What to do:
A. Duplicate the stretch from "In the same" through "the Russian-Chinese ones." in the passage on the Russian-Chinese block.
B. Decide whether each statement agrees with the passage on the Russian-Chinese block: (i) the Soviet government lived out of theft and extortion for over 60 years; (ii) the members of the nomenklatura cut their ties to the KGB; (iii) the passage blames the post-Soviet chaos on the new system of free enterprise. Answer yes or no for each, quoting the deciding words.
C. Resume the passage on the Russian-Chinese block after its last sentence.

Text block:
---*---

In the same measure as each of the three blocks cultivates a false image of their competitors, so does each of them also project a false image of itself. Leaving aside for now the Islamic and Western projective fantasies, let’s address the Russian-Chinese ones.
The Russian-Chinese block presents itself as an ally of the United States in the “fight against terrorism,” while at the same time it provides weapons and all sorts of support to practically all terrorist organizations of the world and to the anti-American regimes of Iran, Venezuela, etc., and spreads the legend that the attack on the World Trade Center was the work of the American government.[1]Russia complains that she was “corrupted” by Boris Yeltsin’s liberal reforms, of American inspiration, as if before them she lived in a temple of purity and not in the endless rot of the Communist regime. It is worth recalling that the Soviet government lived essentially out of theft and extortion for over 60 years without ever having to account for it. At the same time, it corrupted its population through the institutionalized habit of kickbacks, exchange of political favors and influence peddling, without which the state machinery would simply not work.[2] When its assets were allotted after the official dissolution of the regime, those benefitted were the members of the nomenklatura themselves, who became billionaires overnight, without severing the ties that united them to the old state apparatus, especially to the KGB (“there is no such thing as former KGB,” confessed Vladimir Putin). Imagine what would have happened in Germany after WWII if the winners, instead of prosecuting and punishing the supporters of the old regime, had awarded them access to the assets of the Nazi State. That is exactly what happened in Russia: as soon as the USSR was officially dissolved, its agents of influence in Europe and in the United States launched a successful operation to block any investigation of Soviet crimes.[3] Nobody was ever punished for the murder of at least tens of millions of civilians and for the creation of the most efficient machinery of state terror known to mankind. On the contrary: the chaos and corruption that followed the dismantling of the Soviet State were not caused by the new system of free enterprise, but by the fact that the first to benefit from it were the masters of the old regime, a horde of thieves and murderers as never before seen in any civilized country.

---*---

Data excerpt:
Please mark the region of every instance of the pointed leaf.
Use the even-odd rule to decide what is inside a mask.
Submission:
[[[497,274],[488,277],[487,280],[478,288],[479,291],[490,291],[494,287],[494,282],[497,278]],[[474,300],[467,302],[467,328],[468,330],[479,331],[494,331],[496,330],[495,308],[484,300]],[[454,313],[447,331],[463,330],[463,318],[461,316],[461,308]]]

---*---

Per-task answers:
A.
In the same measure as each of the three blocks cultivates a false image of their competitors, so does each of them also project a false image of itself. Leaving aside for now the Islamic and Western projective fantasies, let’s address the Russian-Chinese ones.

B.
(i) Yes: "the Soviet government lived essentially out of theft and extortion for over 60 years"
(ii) No: "without severing the ties that united them to the old state apparatus, especially to the KGB"
(iii) No: "were not caused by the new system of free enterprise"

C.
There’s more: while whining about being corrupted by American capitalism, Russia forgets that it was she who corrupted it. Since the 1930s the Stalin government, aware that the strength of America resided in “its patriotism, its morality and its spiritual life” (sic), unleashed a gigantic operation, in the words of its main perpetrator, Willi Münzenberg, designed to “make the West so corrupt it stinks.” The purchase of consciences, the involvement of high-level officers in espionage and shady businesses, the intense propaganda campaigns to debilitate the moral beliefs of the population and the generalized infiltration in the educational system ended up producing results particularly after the 1960s, radically modifying American society to the point of rendering it unrecognizable.
It was also the Soviet action that gave planetary dimensions to drug-trafficking since the 1950s. Its history is well documented in Red Cocaine: The Drugging of America and the West, by Joseph D. Douglass. When Russia wails that after the fall of Communism she was invaded by the drug culture, she is simply harvesting what it sowed.
Nothing of this vast corrupting action is a thing of the past. Nowadays there are more Russian agents in the United States than during the Cold War.[4]China, well-fed by American investments, gives evidence that the apparent liberalization of its economy was only a cover-up for maintaining the totalitarian regime, ever more solid and seemingly indestructible.
As for the position of the United States in the world scene, let us first take a look at how Prof. Dugin describes it, and then see how it is in reality.
According to the Eurasian doctrine, the United States are the incarnation, par excellence, of liberal globalism.[5] Liberalism as Prof. Dugin sees in the face of America is, essentially, the one of the “open society” advocated by Sir Karl Popper. This is how Prof. Dugin summarizes the liberal idea:
“To understand the philosophical consistency of the national-Bolshevik ideology... it is absolutely necessary to read the fundamental book of Karl Popper, The Open Society and its Enemies.
“Popper developed a fundamental typology for our subject. According to him, the history of humanity and the history of ideas divide themselves in two (unequal) halves. On the one hand, there are the partisans of the ‘open society,’ which represents in his view the form of normal existence of rational individuals (so are for him all men), who base their conduct upon reasoning and the supposedly free personal will. The sum of such individuals must logically form the ‘open society, essentially ‘non-totalitarian, since it lacks any unifying idea or value system of a collectivist nature, be it supra-individual or non-individual. The ‘open society’ is open precisely because it ignores all ‘teleologies,’ all ‘absolutes,’ all established typological differences; therefore it ignores all limits that emanate from the non-individual and non-rational domain (supra-rational, a-rational, or irrational, the latter being the more frequent term in Popper).
“On the other hand, there is the ideological camp of the ‘enemies of open society, where Popper includes Heraclitus, Plato, Aristotle, the medieval Schoolmen, as well as the German philosophy of Schlegel, Fichte, and above all of Hegel and Marx. Karl Popper… points the essential unity of their approaches and discerns the structure of their common Weltanschauung, whose characteristic traits are the denial of the intrinsic value of the individual, whence stems the loathe for autonomous rationalism, and the tendency to submission of the individual and his reason to the ‘non-individual’ and ‘non-rational’ values, which always and fatally, according to Popper, leads to the apology of dictatorship and political totalitarianism. (…)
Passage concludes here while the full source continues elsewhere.